» Bloc de texte:
⟨

DIALOGUE ENTRE LES DEUX PERSONNAGES MASCULINS LES PLUS IMPORTANTS D’À LA RECHERCHE DU TEMPS PERDU, SWANN ET LE NARRATEUR : “JE N’AVAIS DE PLAISIR QUE PAR L’IMAGINATION. MAIS C’ÉTAIT À ELLE JUSTEMENT QUE SWANN PARLAIT”.
PROUST EN UN FRAGMENT : LE PROCESSUS D’ÉCRITURE DE L’ŒUVRE : SWANN, LES SALONS ET LE KALÉIDOSCOPE
MANUSCRIT AUTOGRAPHE
Un placard carré formé de deux fragments collés bout-à-bout. Papier fort blanc, encre noire, 28 lignes, 7 ratures (2 pp. in-12 collées, 169 x 166 mm)
“Et voyant combien peu de plaisir j’avais dans la conversation, dans les réunions mondaines, j’aurais bien dû penser, comme ceux que le voyage déçoit, et qui ont tort de mettre leur espoir en d’autres pays, que j’étais probablement de ceux qui ne pensent guère trouver de grands plaisirs avec les arts, qui font leur lumière, leur électricité eux-mêmes, et que tous les salons me décevraient également parce que je n’avais de plaisir que par mon imagination. Mais comme c’était à elle justement que Swann parlait, il arrivait à me faire considérer chacun de ces salons comme quelque chose de particulier, d’incroyable, pénétré d’un charme esthétique (comme il faisait pour les toilettes des femmes et pour leur beauté). Quand je lui demandais si telles ou telles grandes dames allaient là, il me répondait : “Oh ! non, pas du tout. Il n’y a jamais qu’une dizaine de personnes” (et cela tenait souvent à ce que la dame illustre mais déclassée ou capricieuse, n’avait gardé de ses brillantes relations que quelques épaves). “Je vais vous dire qui va là tous les jours de la vie à 5 heures”. Et les noms qu’il me citait ne m’étaient pas inconnus. On les voyait à certaines fêtes. Mais isolés ainsi, confinés dans un petit nombre d’autres, ils faisaient dans mon imagination, à chacun de nos salons, une figure différente, comme celles que les mêmes petits morceaux de verre, selon la façon dont ils sont disposés, composent dans le kaléidoscope. Je sentais d’ailleurs que c’était des salons qui s’ils devaient être infiniment curieux n’étaient pas, malgré leur retrait au fond de vieux jardins où il fallait montrer patte blanche avant d’être introduit grâce à des signes maçonniques (certains objets exposés sur la croisée indiquaient aux intimes si la maîtresse de maison était vraiment sortie), n’étaient pas des salons fermés dans le sens de la haute élégance. Et comme c’était ceux-là que je voyais Swann rechercher, qu’avec cela il recevait, en y attachant une grande importance pour sa femme, le monde officiel le moins élégant, malgré ses relations avec les Princes d’Orléans (qui comme tous les souverains ont eu des intimes qu’on ne recevait pas volontiers dans le grand monde, bien des amis du duc d’Aumale en feraient foi)”

⟩

» Consignes de travail:
1 – Dans le fragment de Proust sur Swann et les salons, recopiez le passage allant de « DIALOGUE ENTRE LES » à « 169 x 166 mm) » en changeant « encre noire » en « encre brune ».
2 – D'après le fragment de Proust sur Swann et les salons, pourquoi Swann parvenait-il à faire paraître chaque salon particulier aux yeux du narrateur ? Répondez en une à trois phrases.

[Entrées d'identification de lieux]
⟨

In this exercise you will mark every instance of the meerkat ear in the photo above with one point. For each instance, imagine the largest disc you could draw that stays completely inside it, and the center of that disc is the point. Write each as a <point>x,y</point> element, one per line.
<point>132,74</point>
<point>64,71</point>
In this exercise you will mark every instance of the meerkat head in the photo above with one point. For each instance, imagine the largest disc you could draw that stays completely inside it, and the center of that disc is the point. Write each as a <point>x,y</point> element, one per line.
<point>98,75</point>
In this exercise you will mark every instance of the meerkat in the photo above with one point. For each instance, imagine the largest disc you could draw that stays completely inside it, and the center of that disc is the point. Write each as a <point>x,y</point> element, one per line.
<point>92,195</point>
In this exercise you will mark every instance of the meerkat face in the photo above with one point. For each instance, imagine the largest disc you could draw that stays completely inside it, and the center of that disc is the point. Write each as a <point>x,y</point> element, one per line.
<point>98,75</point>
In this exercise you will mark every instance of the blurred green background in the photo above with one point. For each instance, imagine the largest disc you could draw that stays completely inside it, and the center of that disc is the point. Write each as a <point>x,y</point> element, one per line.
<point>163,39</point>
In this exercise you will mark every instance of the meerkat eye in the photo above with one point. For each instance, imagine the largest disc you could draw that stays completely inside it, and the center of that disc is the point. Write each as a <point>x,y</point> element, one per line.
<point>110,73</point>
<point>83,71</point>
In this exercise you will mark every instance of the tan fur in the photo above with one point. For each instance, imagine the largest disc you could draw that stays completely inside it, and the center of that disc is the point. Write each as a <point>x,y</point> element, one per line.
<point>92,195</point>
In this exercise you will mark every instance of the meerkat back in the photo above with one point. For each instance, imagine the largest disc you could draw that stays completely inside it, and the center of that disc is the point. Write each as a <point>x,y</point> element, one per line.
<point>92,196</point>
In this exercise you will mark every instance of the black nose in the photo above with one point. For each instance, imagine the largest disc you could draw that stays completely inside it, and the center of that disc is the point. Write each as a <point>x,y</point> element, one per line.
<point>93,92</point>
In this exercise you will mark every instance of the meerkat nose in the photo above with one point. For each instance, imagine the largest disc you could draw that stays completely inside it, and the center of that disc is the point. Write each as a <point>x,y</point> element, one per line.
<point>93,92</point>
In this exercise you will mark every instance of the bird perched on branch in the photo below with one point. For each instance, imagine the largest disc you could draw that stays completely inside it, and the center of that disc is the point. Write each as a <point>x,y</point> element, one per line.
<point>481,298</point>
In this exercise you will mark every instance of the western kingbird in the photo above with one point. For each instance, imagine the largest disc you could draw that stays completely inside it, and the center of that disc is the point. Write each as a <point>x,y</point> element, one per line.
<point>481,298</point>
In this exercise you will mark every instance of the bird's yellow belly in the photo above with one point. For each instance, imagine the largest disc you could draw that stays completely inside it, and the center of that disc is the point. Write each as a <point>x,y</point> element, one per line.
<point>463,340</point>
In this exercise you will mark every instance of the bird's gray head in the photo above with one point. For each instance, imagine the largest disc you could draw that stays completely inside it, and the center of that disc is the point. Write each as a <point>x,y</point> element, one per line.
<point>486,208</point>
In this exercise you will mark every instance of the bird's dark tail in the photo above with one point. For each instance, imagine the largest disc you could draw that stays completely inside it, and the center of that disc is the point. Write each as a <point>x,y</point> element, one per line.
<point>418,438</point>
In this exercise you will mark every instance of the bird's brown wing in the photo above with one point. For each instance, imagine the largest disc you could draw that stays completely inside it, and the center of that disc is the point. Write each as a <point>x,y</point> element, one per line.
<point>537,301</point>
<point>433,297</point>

⟩

» Réponses complètes:
1 –
DIALOGUE ENTRE LES DEUX PERSONNAGES MASCULINS LES PLUS IMPORTANTS D’À LA RECHERCHE DU TEMPS PERDU, SWANN ET LE NARRATEUR : “JE N’AVAIS DE PLAISIR QUE PAR L’IMAGINATION. MAIS C’ÉTAIT À ELLE JUSTEMENT QUE SWANN PARLAIT”.
PROUST EN UN FRAGMENT : LE PROCESSUS D’ÉCRITURE DE L’ŒUVRE : SWANN, LES SALONS ET LE KALÉIDOSCOPE
MANUSCRIT AUTOGRAPHE
Un placard carré formé de deux fragments collés bout-à-bout. Papier fort blanc, encre brune, 28 lignes, 7 ratures (2 pp. in-12 collées, 169 x 166 mm)

2 – Le narrateur n'avait de plaisir que par son imagination, et c'était justement à elle que Swann s'adressait. Il l'amenait ainsi à considérer chacun de ces salons comme quelque chose de particulier, d'incroyable, pénétré d'un charme esthétique.